### Records to process

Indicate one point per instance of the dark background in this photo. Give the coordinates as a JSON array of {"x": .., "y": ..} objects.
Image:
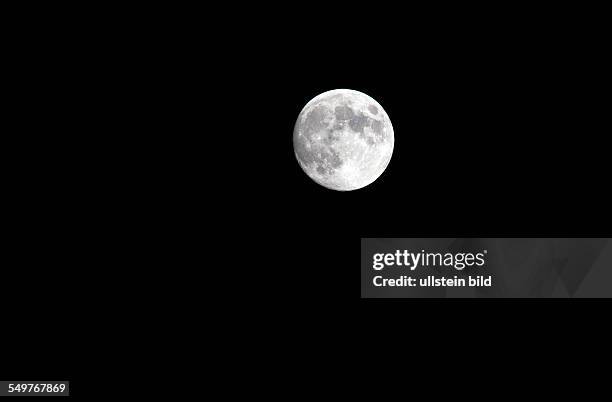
[{"x": 496, "y": 134}]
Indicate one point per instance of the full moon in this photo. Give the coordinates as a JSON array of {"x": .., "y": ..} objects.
[{"x": 343, "y": 139}]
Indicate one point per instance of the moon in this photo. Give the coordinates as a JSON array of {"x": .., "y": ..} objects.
[{"x": 343, "y": 139}]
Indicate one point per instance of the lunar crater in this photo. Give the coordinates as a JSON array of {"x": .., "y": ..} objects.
[{"x": 343, "y": 139}]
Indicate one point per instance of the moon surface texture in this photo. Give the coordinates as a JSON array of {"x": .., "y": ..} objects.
[{"x": 343, "y": 139}]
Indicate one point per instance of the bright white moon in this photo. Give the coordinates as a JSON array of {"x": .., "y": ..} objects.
[{"x": 343, "y": 139}]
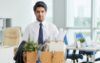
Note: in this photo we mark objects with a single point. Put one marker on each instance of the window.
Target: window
(83, 16)
(79, 17)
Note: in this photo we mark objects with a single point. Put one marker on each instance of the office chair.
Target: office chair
(74, 57)
(87, 53)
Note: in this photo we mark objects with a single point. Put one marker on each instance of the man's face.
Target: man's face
(40, 13)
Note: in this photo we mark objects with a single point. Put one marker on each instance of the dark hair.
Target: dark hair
(40, 4)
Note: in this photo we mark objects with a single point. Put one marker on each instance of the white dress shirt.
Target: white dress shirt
(32, 31)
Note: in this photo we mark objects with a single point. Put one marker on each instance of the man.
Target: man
(39, 31)
(32, 31)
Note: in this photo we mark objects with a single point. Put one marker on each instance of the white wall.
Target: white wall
(21, 13)
(19, 10)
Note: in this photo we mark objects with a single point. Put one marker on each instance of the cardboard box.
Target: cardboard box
(31, 57)
(46, 57)
(58, 57)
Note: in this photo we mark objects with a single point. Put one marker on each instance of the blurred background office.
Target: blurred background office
(72, 15)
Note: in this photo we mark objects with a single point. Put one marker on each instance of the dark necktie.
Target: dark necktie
(40, 37)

######

▸ **Work required**: What you copy should begin at the line with "Target: white dress shirt" and end at the final line of the listing, each line exactly as it is.

▸ **Exercise result**:
Target: white dress shirt
(32, 31)
Note: in this photo we mark objects with a single point. Put one marker on each instance of the man.
Target: man
(39, 31)
(32, 31)
Note: in this photo we mark objects with a single point. Put one marker on each instance of the white wall.
Target: white wall
(21, 13)
(19, 10)
Note: in this photo we mark objects with a single point. Put one marker on each instance of the cardboard box.
Target: cardboard box
(31, 57)
(46, 57)
(58, 57)
Note: in this photo we mark objects with a single point. Put one marker on each instance of the blurred background office.
Target: blurred background office
(72, 15)
Note: in this photo we mark objects with a single point. Put one marker on each instance of the dark necktie.
Target: dark necktie
(40, 37)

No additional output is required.